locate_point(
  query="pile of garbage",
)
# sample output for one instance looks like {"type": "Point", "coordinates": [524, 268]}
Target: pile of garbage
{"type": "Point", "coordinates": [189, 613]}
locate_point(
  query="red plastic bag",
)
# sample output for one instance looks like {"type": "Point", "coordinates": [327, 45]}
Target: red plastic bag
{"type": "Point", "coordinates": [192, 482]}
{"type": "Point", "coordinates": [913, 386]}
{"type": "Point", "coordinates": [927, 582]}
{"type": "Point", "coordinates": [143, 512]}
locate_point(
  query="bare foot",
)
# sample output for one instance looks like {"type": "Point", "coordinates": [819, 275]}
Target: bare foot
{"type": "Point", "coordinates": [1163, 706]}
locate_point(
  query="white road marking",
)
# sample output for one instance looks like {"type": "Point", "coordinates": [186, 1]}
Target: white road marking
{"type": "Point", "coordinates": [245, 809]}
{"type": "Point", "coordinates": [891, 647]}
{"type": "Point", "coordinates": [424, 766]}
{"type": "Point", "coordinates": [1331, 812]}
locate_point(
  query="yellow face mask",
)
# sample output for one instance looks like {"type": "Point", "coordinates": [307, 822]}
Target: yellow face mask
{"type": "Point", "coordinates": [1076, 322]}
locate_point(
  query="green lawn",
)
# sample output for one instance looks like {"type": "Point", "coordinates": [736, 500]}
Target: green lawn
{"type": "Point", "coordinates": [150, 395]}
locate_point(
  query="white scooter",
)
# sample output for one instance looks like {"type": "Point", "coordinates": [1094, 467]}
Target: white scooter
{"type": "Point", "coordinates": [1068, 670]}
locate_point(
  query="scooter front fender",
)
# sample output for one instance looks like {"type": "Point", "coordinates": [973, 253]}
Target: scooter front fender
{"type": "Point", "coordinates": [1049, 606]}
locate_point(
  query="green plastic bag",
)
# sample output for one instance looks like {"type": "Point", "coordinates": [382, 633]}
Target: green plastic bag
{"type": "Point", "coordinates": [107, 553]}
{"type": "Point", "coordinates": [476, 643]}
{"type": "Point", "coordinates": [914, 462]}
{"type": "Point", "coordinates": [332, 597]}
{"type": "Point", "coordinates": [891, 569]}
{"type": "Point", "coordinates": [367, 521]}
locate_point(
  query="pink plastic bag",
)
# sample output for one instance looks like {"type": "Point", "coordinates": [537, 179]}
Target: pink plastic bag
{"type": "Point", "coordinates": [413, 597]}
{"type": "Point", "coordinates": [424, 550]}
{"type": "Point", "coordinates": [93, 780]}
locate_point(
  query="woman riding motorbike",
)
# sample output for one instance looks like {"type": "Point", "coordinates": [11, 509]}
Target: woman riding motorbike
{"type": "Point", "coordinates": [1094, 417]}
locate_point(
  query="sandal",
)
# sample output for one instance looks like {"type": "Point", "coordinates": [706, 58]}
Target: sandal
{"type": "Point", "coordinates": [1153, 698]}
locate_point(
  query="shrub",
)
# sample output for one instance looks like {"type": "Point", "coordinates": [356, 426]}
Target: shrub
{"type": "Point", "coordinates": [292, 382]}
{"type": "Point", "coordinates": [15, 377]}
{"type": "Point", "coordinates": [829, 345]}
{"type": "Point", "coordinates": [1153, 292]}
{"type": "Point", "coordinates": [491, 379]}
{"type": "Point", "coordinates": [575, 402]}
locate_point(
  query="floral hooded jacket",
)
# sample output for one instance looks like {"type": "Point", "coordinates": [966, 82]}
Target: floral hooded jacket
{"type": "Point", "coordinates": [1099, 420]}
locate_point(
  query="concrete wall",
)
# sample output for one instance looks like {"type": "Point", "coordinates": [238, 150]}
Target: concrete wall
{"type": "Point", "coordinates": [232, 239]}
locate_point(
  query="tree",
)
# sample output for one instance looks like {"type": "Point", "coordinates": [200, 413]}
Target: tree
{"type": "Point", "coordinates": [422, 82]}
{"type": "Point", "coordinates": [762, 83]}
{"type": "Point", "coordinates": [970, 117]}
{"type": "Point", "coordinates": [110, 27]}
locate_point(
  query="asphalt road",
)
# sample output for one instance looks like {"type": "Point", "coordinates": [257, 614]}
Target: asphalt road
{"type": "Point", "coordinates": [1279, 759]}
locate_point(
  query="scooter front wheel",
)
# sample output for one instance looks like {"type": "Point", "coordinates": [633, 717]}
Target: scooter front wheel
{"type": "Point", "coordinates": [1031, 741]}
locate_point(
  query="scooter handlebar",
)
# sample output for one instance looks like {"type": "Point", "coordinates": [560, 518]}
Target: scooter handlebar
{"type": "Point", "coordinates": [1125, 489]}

——————————

__DIRECTION__. Output the records above in their entirety, exactly.

__RESULT__.
locate_point(
  query="pile of garbage",
)
# sample output for one instance looks like {"type": "Point", "coordinates": [524, 268]}
Target: pile of garbage
{"type": "Point", "coordinates": [189, 613]}
locate_point(
  query="red plastic bag",
)
# sample output for one instance looks like {"type": "Point", "coordinates": [327, 45]}
Target: red plastic bag
{"type": "Point", "coordinates": [192, 482]}
{"type": "Point", "coordinates": [913, 386]}
{"type": "Point", "coordinates": [927, 582]}
{"type": "Point", "coordinates": [143, 512]}
locate_point(
  query="bare foot",
)
# sample output for one instance looks like {"type": "Point", "coordinates": [819, 275]}
Target: bare foot
{"type": "Point", "coordinates": [1163, 706]}
locate_point(
  query="white road marking",
)
# sample output for one instance looks like {"type": "Point", "coordinates": [186, 1]}
Target: white road marking
{"type": "Point", "coordinates": [245, 809]}
{"type": "Point", "coordinates": [891, 647]}
{"type": "Point", "coordinates": [424, 766]}
{"type": "Point", "coordinates": [1331, 812]}
locate_point(
  query="yellow face mask",
)
# sample output for one instance looks like {"type": "Point", "coordinates": [307, 822]}
Target: yellow face mask
{"type": "Point", "coordinates": [1076, 322]}
locate_point(
  query="green lawn",
)
# sample output for one instance looks like {"type": "Point", "coordinates": [736, 500]}
Target: green lawn
{"type": "Point", "coordinates": [150, 395]}
locate_point(
  query="white scooter",
)
# sample output for one instance looks like {"type": "Point", "coordinates": [1094, 467]}
Target: white scooter
{"type": "Point", "coordinates": [1068, 670]}
locate_point(
  query="scooter front fender",
)
# sample output for one instance looks like {"type": "Point", "coordinates": [973, 253]}
Target: scooter front fender
{"type": "Point", "coordinates": [1049, 606]}
locate_point(
  query="green plastic bag",
)
# sample output for one instance looks like {"type": "Point", "coordinates": [382, 633]}
Target: green plastic bag
{"type": "Point", "coordinates": [107, 553]}
{"type": "Point", "coordinates": [476, 643]}
{"type": "Point", "coordinates": [914, 462]}
{"type": "Point", "coordinates": [332, 597]}
{"type": "Point", "coordinates": [891, 569]}
{"type": "Point", "coordinates": [367, 521]}
locate_point(
  query="pink plastic bag",
)
# sample output for one instance looks like {"type": "Point", "coordinates": [537, 179]}
Target: pink plastic bag
{"type": "Point", "coordinates": [413, 597]}
{"type": "Point", "coordinates": [424, 550]}
{"type": "Point", "coordinates": [93, 780]}
locate_point(
  query="woman riding motorbike",
)
# sample output for one instance looks like {"type": "Point", "coordinates": [11, 509]}
Target: woman riding motorbike
{"type": "Point", "coordinates": [1094, 417]}
locate_point(
  query="sandal",
)
# sample output for one instance looks like {"type": "Point", "coordinates": [706, 58]}
Target: sandal
{"type": "Point", "coordinates": [1153, 698]}
locate_point(
  query="shrub",
)
# sample output for one instance looks like {"type": "Point", "coordinates": [356, 426]}
Target: shrub
{"type": "Point", "coordinates": [292, 382]}
{"type": "Point", "coordinates": [15, 377]}
{"type": "Point", "coordinates": [829, 345]}
{"type": "Point", "coordinates": [1153, 292]}
{"type": "Point", "coordinates": [491, 379]}
{"type": "Point", "coordinates": [575, 402]}
locate_point(
  query="floral hooded jacket",
)
# sample output for one instance looks like {"type": "Point", "coordinates": [966, 82]}
Target: floral hooded jacket
{"type": "Point", "coordinates": [1099, 420]}
locate_point(
  query="concrete wall",
)
# sample output for one instance looks like {"type": "Point", "coordinates": [238, 150]}
Target: concrete wall
{"type": "Point", "coordinates": [232, 239]}
locate_point(
  query="tree",
)
# sample output for one instance looks like {"type": "Point", "coordinates": [200, 413]}
Target: tree
{"type": "Point", "coordinates": [422, 82]}
{"type": "Point", "coordinates": [762, 83]}
{"type": "Point", "coordinates": [970, 117]}
{"type": "Point", "coordinates": [110, 27]}
locate_point(
  query="asphalt road",
)
# sample output for one instance looks like {"type": "Point", "coordinates": [257, 614]}
Target: asphalt road
{"type": "Point", "coordinates": [1279, 759]}
locate_point(
  query="scooter front wheel",
)
# sample output for one instance looks like {"type": "Point", "coordinates": [633, 717]}
Target: scooter front wheel
{"type": "Point", "coordinates": [1031, 741]}
locate_point(
  query="scooter handlebar",
)
# sample output for one instance looks like {"type": "Point", "coordinates": [560, 518]}
Target: scooter handlebar
{"type": "Point", "coordinates": [1125, 489]}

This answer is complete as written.